[RECORDS FOR THE EXERCISE start]

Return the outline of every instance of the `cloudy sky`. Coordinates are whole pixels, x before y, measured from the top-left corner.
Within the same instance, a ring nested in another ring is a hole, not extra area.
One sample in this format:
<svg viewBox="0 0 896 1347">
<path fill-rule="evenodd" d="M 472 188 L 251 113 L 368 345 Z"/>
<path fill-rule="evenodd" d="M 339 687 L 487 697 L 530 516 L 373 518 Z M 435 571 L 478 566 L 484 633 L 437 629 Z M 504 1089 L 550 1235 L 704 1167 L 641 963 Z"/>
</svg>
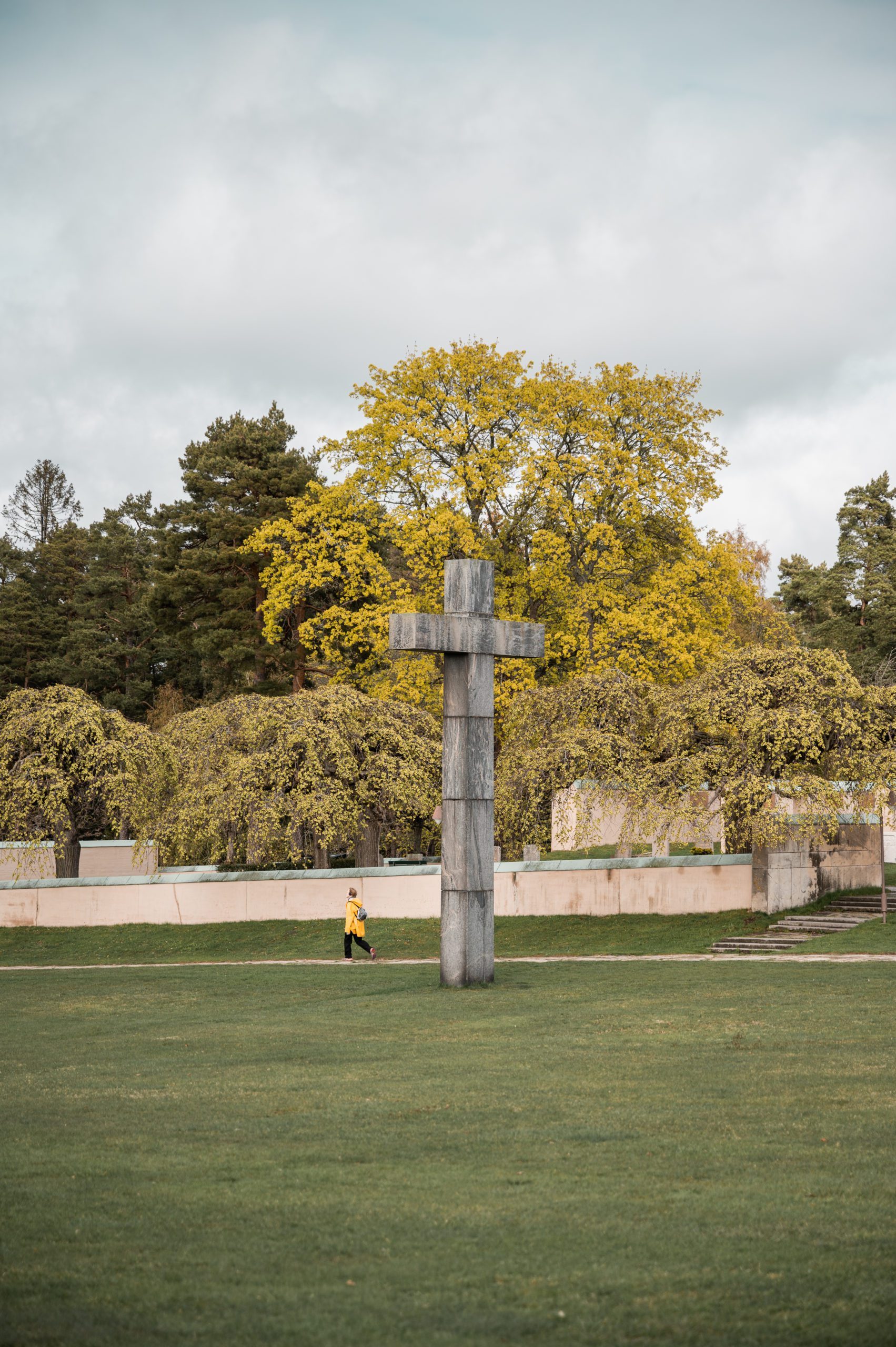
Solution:
<svg viewBox="0 0 896 1347">
<path fill-rule="evenodd" d="M 0 496 L 478 335 L 703 374 L 714 527 L 896 475 L 893 0 L 0 0 Z"/>
</svg>

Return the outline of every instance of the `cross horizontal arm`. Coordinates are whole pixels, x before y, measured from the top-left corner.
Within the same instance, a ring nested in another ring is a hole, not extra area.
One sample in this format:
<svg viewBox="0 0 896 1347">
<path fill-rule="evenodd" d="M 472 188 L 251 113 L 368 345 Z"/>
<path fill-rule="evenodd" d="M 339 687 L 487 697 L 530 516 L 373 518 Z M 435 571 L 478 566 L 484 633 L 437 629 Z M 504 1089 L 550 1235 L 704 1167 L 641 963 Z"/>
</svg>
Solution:
<svg viewBox="0 0 896 1347">
<path fill-rule="evenodd" d="M 540 622 L 499 622 L 478 613 L 393 613 L 389 649 L 538 660 L 544 656 L 544 628 Z"/>
</svg>

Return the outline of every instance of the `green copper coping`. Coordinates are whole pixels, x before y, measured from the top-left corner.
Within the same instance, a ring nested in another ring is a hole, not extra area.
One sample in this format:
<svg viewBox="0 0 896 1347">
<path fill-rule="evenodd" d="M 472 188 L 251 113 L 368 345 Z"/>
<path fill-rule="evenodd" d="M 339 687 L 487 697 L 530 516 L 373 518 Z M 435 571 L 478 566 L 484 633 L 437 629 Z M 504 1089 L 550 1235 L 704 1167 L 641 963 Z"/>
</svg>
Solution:
<svg viewBox="0 0 896 1347">
<path fill-rule="evenodd" d="M 750 865 L 752 855 L 636 855 L 617 857 L 608 861 L 501 861 L 496 872 L 524 870 L 668 870 L 670 867 L 699 867 L 707 865 Z M 225 873 L 199 873 L 195 870 L 166 870 L 155 874 L 96 874 L 81 880 L 0 880 L 0 889 L 73 889 L 79 886 L 102 888 L 124 884 L 256 884 L 260 880 L 368 880 L 392 878 L 403 874 L 441 874 L 439 865 L 389 865 L 366 866 L 358 870 L 228 870 Z"/>
</svg>

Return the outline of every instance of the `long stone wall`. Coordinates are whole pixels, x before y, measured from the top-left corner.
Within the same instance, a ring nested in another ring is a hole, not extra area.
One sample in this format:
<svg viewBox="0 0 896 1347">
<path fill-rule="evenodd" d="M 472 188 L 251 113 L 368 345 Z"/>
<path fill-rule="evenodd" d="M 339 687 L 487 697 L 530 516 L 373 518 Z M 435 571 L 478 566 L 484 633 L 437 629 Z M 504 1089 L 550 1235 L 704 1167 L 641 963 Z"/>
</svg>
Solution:
<svg viewBox="0 0 896 1347">
<path fill-rule="evenodd" d="M 341 917 L 353 884 L 372 919 L 437 917 L 438 866 L 265 873 L 171 873 L 105 880 L 0 882 L 0 925 L 133 921 L 310 921 Z M 750 904 L 750 858 L 504 862 L 494 867 L 503 916 L 719 912 Z"/>
<path fill-rule="evenodd" d="M 82 878 L 154 874 L 156 849 L 140 850 L 133 842 L 101 841 L 81 843 Z M 0 842 L 0 880 L 51 880 L 57 873 L 53 842 L 28 847 L 22 842 Z"/>
<path fill-rule="evenodd" d="M 352 884 L 371 917 L 438 917 L 438 865 L 358 870 L 268 870 L 81 880 L 0 881 L 0 925 L 121 925 L 133 921 L 311 921 L 340 919 Z M 880 884 L 874 826 L 842 828 L 835 845 L 790 843 L 753 855 L 530 861 L 494 866 L 499 916 L 781 912 L 833 889 Z"/>
</svg>

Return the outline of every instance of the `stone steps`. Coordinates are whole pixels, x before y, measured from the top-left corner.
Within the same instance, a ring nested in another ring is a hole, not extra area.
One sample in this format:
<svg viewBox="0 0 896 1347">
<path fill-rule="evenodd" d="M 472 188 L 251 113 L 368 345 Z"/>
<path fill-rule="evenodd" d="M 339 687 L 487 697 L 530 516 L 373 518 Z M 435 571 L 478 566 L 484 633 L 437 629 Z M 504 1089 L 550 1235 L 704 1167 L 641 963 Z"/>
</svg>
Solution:
<svg viewBox="0 0 896 1347">
<path fill-rule="evenodd" d="M 889 890 L 888 890 L 889 893 Z M 896 909 L 896 890 L 893 892 Z M 896 915 L 896 912 L 895 912 Z M 807 912 L 802 916 L 784 916 L 767 931 L 756 935 L 729 936 L 715 940 L 714 954 L 757 954 L 763 950 L 795 950 L 818 935 L 834 935 L 837 931 L 852 931 L 862 921 L 880 916 L 877 896 L 835 898 L 825 912 Z"/>
</svg>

[RECORDS FOR THE EXERCISE end]

**WHAT YOU ARE ASKED TO DO**
Your task is to repeat the data above exactly while excluding the pictures.

**CORRECT ANSWER**
Return the outline of every instance of the `cloudy sky`. Coordinates are whole pixels, x before y, measured from the top-left corner.
Within the same instance, a ring nested in another ring is a hole, not extra area.
One sample in this format:
<svg viewBox="0 0 896 1347">
<path fill-rule="evenodd" d="M 472 188 L 251 113 L 368 345 Z"/>
<path fill-rule="evenodd" d="M 339 687 L 487 697 L 530 516 L 373 518 Z M 435 571 L 478 566 L 484 633 L 437 629 Z M 504 1089 L 550 1235 L 704 1167 L 641 963 Z"/>
</svg>
Solution:
<svg viewBox="0 0 896 1347">
<path fill-rule="evenodd" d="M 0 496 L 478 335 L 703 374 L 714 527 L 896 475 L 893 0 L 0 0 Z"/>
</svg>

Return the outline of every instance of the `cross horizontal arm`. Coordinates are whole pixels, x before y, measured from the top-left corner.
Within the same instance, a ring nested in another ring is a hole, not extra area.
One sample in this format:
<svg viewBox="0 0 896 1347">
<path fill-rule="evenodd" d="M 472 188 L 251 113 L 368 345 Z"/>
<path fill-rule="evenodd" d="M 339 687 L 487 697 L 530 516 L 373 518 Z M 435 571 L 478 566 L 484 633 L 437 629 Z M 504 1089 L 550 1235 L 704 1167 L 641 963 Z"/>
</svg>
Solution:
<svg viewBox="0 0 896 1347">
<path fill-rule="evenodd" d="M 540 622 L 499 622 L 478 613 L 393 613 L 389 649 L 538 660 L 544 656 L 544 628 Z"/>
</svg>

Return the outline of every instance of the `green copper coping`. Coordinates are whole pixels, x before y, measured from the top-left corner.
Within the same instance, a ring nested in another ring is a hole, not extra area.
One sample in this format:
<svg viewBox="0 0 896 1347">
<path fill-rule="evenodd" d="M 472 188 L 251 113 L 368 345 Z"/>
<path fill-rule="evenodd" d="M 339 687 L 487 697 L 530 516 L 373 518 Z M 435 571 L 478 566 L 484 633 L 437 629 Z M 504 1089 L 550 1235 L 704 1167 L 641 963 Z"/>
</svg>
Solution:
<svg viewBox="0 0 896 1347">
<path fill-rule="evenodd" d="M 750 865 L 752 855 L 636 855 L 617 857 L 608 861 L 501 861 L 496 872 L 524 870 L 668 870 L 670 867 L 699 867 L 707 865 Z M 225 873 L 199 873 L 195 870 L 166 870 L 155 874 L 96 874 L 81 880 L 0 880 L 0 889 L 73 889 L 79 886 L 102 888 L 124 884 L 256 884 L 260 880 L 368 880 L 392 878 L 403 874 L 441 874 L 439 865 L 389 865 L 366 866 L 358 870 L 228 870 Z"/>
</svg>

Return the outline of every instance of the `long stone wall`. Coordinates are whole pixels, x before y, measured from the top-left corner.
Within the same instance, a ring nested in another ring is a hole, not extra area.
One sample in this format:
<svg viewBox="0 0 896 1347">
<path fill-rule="evenodd" d="M 472 188 L 251 113 L 368 345 Z"/>
<path fill-rule="evenodd" d="M 339 687 L 487 697 L 530 516 L 373 518 Z M 435 571 L 478 566 L 484 633 L 437 629 Z M 504 1089 L 550 1235 L 704 1167 L 641 963 Z"/>
</svg>
Solution:
<svg viewBox="0 0 896 1347">
<path fill-rule="evenodd" d="M 341 917 L 353 884 L 372 919 L 437 917 L 438 866 L 265 873 L 171 873 L 105 880 L 0 882 L 0 925 L 133 921 L 310 921 Z M 750 904 L 750 858 L 504 862 L 494 867 L 503 916 L 719 912 Z"/>
<path fill-rule="evenodd" d="M 82 878 L 154 874 L 156 849 L 140 850 L 133 842 L 101 841 L 81 843 Z M 0 842 L 0 880 L 51 880 L 57 873 L 53 842 L 28 847 L 22 842 Z"/>
<path fill-rule="evenodd" d="M 352 884 L 371 917 L 438 917 L 438 865 L 358 870 L 268 870 L 81 880 L 0 881 L 0 925 L 121 925 L 133 921 L 311 921 L 340 919 Z M 880 884 L 874 826 L 842 828 L 835 845 L 790 843 L 753 855 L 530 861 L 494 866 L 499 916 L 781 912 L 833 889 Z"/>
</svg>

Return the outline of every instance of the `stone steps`. Coordinates are whole pixels, x before y, measured from the top-left corner.
Within the same instance, a ring nested in another ring is a hole, not extra area.
One sample in this format:
<svg viewBox="0 0 896 1347">
<path fill-rule="evenodd" d="M 472 188 L 251 113 L 368 345 Z"/>
<path fill-rule="evenodd" d="M 339 687 L 487 697 L 530 516 L 373 518 Z M 435 571 L 478 566 L 484 633 L 437 629 Z M 504 1089 L 550 1235 L 704 1167 L 641 963 Z"/>
</svg>
Solution:
<svg viewBox="0 0 896 1347">
<path fill-rule="evenodd" d="M 889 890 L 888 890 L 889 893 Z M 896 909 L 896 890 L 893 892 Z M 896 915 L 896 912 L 895 912 Z M 807 912 L 802 916 L 784 916 L 767 931 L 756 935 L 729 936 L 715 940 L 714 954 L 757 954 L 763 950 L 795 950 L 818 935 L 834 935 L 837 931 L 852 931 L 862 921 L 880 916 L 877 896 L 835 898 L 825 912 Z"/>
</svg>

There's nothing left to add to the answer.